Recorded information
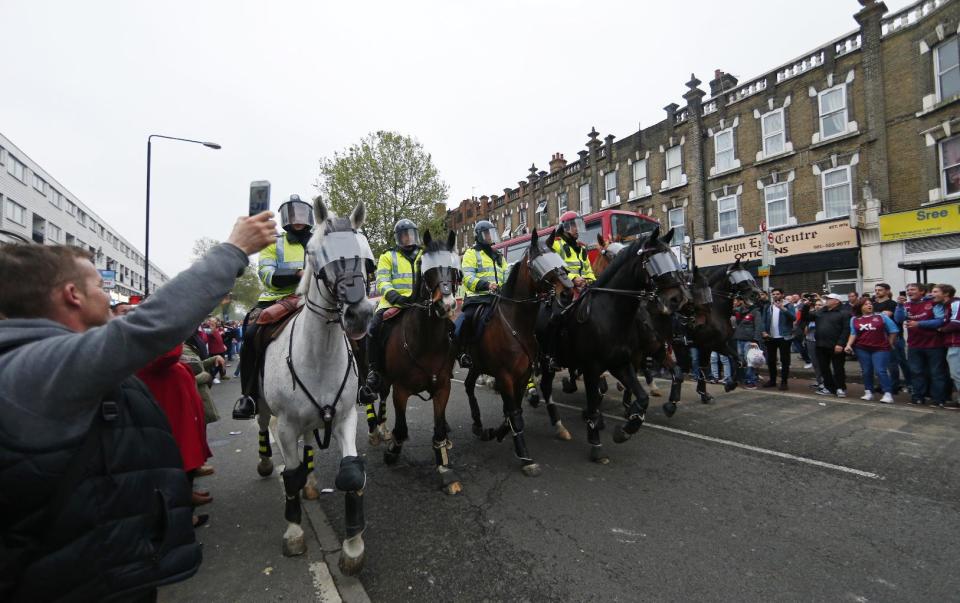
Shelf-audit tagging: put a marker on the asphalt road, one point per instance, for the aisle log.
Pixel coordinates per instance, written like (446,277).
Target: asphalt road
(761,495)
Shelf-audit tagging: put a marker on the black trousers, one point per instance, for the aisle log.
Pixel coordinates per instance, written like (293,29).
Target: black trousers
(775,347)
(833,369)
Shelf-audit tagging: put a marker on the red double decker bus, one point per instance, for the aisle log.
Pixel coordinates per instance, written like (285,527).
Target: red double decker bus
(613,224)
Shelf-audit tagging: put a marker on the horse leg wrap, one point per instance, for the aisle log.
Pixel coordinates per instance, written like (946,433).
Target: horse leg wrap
(351,477)
(308,457)
(353,516)
(263,439)
(293,481)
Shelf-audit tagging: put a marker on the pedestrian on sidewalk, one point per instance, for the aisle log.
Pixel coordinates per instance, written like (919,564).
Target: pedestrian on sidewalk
(923,316)
(778,319)
(831,333)
(96,505)
(871,338)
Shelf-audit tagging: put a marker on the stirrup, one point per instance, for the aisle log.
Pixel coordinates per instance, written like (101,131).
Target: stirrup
(245,408)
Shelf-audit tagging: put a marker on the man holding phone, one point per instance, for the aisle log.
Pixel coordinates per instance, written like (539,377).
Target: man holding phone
(280,268)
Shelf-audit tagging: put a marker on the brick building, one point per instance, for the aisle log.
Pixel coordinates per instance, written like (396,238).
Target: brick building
(836,152)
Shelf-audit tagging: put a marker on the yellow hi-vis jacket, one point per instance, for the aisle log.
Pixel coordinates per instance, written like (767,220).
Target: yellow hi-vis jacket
(394,273)
(478,268)
(284,256)
(577,260)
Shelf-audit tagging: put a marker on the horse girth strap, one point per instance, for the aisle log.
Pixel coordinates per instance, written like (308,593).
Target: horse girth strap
(328,411)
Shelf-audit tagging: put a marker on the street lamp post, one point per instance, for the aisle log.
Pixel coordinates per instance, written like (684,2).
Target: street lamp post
(146,243)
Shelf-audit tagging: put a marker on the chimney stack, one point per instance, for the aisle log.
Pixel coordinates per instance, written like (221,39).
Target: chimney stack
(557,162)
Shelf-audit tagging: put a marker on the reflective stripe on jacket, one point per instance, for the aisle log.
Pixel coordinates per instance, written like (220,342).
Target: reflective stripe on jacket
(479,270)
(394,273)
(578,263)
(282,255)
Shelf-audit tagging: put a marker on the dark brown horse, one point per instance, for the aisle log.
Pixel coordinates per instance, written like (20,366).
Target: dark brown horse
(507,348)
(419,357)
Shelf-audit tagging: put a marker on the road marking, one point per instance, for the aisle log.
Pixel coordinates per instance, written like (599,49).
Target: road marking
(776,453)
(323,584)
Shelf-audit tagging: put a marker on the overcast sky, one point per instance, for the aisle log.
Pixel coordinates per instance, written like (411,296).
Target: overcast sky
(488,87)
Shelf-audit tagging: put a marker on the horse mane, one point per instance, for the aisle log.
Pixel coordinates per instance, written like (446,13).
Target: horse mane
(620,259)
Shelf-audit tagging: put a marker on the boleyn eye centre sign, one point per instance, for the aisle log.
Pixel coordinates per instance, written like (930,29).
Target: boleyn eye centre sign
(811,238)
(923,222)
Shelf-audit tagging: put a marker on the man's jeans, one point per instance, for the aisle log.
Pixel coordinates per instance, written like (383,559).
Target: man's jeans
(750,377)
(871,361)
(928,367)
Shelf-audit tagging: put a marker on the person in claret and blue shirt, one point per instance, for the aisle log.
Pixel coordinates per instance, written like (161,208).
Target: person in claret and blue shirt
(922,317)
(872,337)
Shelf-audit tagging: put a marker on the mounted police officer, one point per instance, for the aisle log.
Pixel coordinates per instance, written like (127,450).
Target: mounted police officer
(395,271)
(280,268)
(484,270)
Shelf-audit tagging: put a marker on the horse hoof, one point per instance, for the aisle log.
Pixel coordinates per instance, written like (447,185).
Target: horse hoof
(597,455)
(294,546)
(265,467)
(351,565)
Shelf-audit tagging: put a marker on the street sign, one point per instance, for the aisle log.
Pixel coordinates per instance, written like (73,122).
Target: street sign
(109,279)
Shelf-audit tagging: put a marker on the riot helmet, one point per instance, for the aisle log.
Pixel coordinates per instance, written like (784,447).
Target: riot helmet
(294,211)
(485,233)
(405,234)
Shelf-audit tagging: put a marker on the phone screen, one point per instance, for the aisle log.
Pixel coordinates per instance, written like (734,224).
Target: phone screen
(259,197)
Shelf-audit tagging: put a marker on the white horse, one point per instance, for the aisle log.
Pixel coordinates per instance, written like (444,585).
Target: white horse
(310,377)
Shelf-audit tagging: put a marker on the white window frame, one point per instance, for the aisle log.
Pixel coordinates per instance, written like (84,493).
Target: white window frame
(640,185)
(845,110)
(782,132)
(679,166)
(589,208)
(944,168)
(767,201)
(543,217)
(721,211)
(607,189)
(824,187)
(717,151)
(937,74)
(10,208)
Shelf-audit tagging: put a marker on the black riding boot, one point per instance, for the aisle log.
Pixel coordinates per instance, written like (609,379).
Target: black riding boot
(246,405)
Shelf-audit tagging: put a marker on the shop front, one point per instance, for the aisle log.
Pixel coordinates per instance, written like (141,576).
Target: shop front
(818,257)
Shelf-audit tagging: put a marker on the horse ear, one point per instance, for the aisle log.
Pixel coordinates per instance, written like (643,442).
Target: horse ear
(358,216)
(320,212)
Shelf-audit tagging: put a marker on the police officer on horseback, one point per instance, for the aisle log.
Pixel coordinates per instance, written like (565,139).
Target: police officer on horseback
(395,272)
(280,268)
(483,273)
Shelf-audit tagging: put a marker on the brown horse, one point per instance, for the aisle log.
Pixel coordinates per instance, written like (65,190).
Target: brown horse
(507,348)
(419,357)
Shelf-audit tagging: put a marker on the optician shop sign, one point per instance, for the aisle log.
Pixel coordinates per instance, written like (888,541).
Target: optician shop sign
(923,222)
(811,238)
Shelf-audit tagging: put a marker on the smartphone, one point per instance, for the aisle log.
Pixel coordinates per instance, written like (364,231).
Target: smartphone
(259,197)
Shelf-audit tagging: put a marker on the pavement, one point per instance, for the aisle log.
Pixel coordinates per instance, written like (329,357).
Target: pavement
(761,495)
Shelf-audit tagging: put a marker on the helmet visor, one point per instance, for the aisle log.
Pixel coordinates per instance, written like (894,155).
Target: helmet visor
(407,237)
(490,236)
(296,212)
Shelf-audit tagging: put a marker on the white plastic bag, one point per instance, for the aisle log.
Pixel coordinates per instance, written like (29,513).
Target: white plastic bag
(755,358)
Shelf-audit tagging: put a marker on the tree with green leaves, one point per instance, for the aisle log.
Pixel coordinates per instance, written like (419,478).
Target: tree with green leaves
(246,291)
(394,177)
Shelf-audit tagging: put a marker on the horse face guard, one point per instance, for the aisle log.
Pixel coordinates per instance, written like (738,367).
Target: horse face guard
(342,261)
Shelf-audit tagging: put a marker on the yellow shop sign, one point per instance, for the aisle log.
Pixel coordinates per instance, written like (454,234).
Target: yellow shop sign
(922,222)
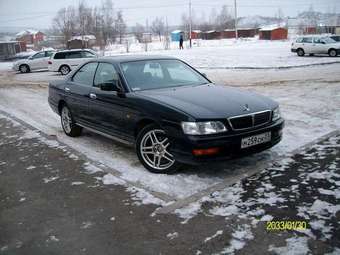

Your task
Return every line in the listing above that contains the string "wrap", copying each line whole. Treat uppercase and lowercase as different.

Exercise response
Shelf-audit tagging: put a marker on the horse leg wrap, one point per instance, for the aisle log.
Target: horse leg wrap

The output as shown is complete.